#### [PASSAGE TO READ]
I ordered some of these on the 18th, and they turned up smelling absolutely wonderful, which is odd for freshly roasted beans. I also received an additional free bag of non decaf which was nice, but, I was slightly surprised to see the same roast date as those that @ronsil had received, of August 26th, making them 26 days old on arrival.

I run a strict stock control system so it now means I am going to be drinking beans older than the current, if that makes sense. It just shows, some roasters roast to order, other do not


----------



## ronsil (Mar 8, 2012)

Also a bit surprised at nearly 3 weeks old on arrival.

Have used all mine now but will need to talk with them if I'm going to order on a regular basis.


----------



## 4085 (Nov 23, 2012)

In fairness, I have emailed them so lets see what comes back.......


----------



## 4085 (Nov 23, 2012)

I have had a reply from the roaster, and I think it fair and proper to print it to clear the matter up. I declined the offer of a new set of beans in case anyone wondered

I've just checked the records and it was roasted on September 19. I apologise for this as your label should show September 19 and not August 26! The sample pack should be labelled roasted on 20th of September. We definitely roast to order as well as print labels on day of roast. I can assure you that it was roasted on that day as we do not keep packed roasted coffee in the premise. Our label maker also cannot change dates as the dates are locked in.

#### [PROBLEM DESCRIPTION]
Continue the forum thread about coffee bean roast dates from where it stops. The records have nothing to do with the coffee thread.

#### [LISTED RECORDS]
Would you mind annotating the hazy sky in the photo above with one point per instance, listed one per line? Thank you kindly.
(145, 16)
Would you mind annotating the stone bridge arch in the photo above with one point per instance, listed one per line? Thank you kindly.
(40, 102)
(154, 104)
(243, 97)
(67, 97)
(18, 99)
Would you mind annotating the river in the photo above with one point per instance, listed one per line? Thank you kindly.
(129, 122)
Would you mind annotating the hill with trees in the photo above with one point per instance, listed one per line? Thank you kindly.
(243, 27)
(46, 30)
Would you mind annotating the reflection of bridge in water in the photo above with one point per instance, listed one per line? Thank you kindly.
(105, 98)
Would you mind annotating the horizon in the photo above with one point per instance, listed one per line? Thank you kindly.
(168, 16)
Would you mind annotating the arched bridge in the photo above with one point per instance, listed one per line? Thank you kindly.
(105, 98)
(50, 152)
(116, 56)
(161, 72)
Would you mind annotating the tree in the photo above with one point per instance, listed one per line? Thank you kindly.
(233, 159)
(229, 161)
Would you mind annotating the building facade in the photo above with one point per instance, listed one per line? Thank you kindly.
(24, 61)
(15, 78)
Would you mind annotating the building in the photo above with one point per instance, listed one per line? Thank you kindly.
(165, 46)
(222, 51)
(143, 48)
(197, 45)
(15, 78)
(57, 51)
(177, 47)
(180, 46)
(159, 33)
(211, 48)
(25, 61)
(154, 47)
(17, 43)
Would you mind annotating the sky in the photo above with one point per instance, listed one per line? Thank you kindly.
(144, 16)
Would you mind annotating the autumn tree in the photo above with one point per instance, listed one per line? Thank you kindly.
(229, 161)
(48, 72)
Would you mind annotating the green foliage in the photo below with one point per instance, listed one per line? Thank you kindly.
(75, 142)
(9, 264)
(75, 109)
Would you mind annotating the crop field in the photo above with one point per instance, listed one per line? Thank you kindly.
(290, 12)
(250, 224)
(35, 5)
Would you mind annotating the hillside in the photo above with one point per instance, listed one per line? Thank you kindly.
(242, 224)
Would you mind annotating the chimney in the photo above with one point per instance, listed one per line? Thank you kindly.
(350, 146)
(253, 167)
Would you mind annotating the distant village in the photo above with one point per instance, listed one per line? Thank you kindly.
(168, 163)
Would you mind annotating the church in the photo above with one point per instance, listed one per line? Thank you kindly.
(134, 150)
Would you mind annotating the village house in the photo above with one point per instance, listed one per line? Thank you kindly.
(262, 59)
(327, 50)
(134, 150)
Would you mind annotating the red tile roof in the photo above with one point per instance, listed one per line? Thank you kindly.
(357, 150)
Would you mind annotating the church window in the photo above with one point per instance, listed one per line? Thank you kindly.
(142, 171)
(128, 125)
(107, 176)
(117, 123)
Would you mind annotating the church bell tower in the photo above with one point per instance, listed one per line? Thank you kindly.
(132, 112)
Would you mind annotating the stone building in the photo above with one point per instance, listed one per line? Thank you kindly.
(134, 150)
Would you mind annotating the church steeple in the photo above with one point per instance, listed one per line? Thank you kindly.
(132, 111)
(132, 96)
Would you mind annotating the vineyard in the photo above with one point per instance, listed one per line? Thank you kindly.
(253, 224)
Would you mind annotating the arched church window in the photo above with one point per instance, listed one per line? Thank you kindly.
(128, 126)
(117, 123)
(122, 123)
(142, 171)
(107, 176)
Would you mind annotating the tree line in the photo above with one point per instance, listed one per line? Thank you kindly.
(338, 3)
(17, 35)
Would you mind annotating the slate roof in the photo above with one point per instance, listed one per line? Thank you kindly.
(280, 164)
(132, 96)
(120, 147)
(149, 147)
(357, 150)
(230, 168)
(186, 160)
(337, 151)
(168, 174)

#### [ANSWER SECTION]
If you prefer, we are roasting again in AM and happy to send you another kilo of fresh roasted packs free of charge and will make sure they are labelled correctly. Please let me know if you are happy for me to do this.


----------



## Jez H (Apr 4, 2015)

My absolute favourite decaf. I look forward to one every day after work!

https://www.hasbean.co.uk/collections/america/products/colombia-el-meridiano-rioblanco-sc-decaffeinated


----------



## spune (Oct 3, 2011)

Enjoying the discussions here, looking forward to trying some of the recommendations.

On a related note though, are those having sleeping problems improving their general sleep hygiene?


----------



## spune (Oct 3, 2011)

Enjoying the discussions here, looking forward to trying some of the recommendations.

On a related note though, are those having sleeping problems improving their general sleep hygiene?


----------



## Jez H (Apr 4, 2015)

I'm not the best sleeper anyway, so it's hard to tell. I certainly never have a coffee after 5 pm, but not sure whether this makes a difference. I am tempted to have a month or 2 of decaf only to see what happens. Especially as the Hasbean decaf is so delicious!


----------



## 4085 (Nov 23, 2012)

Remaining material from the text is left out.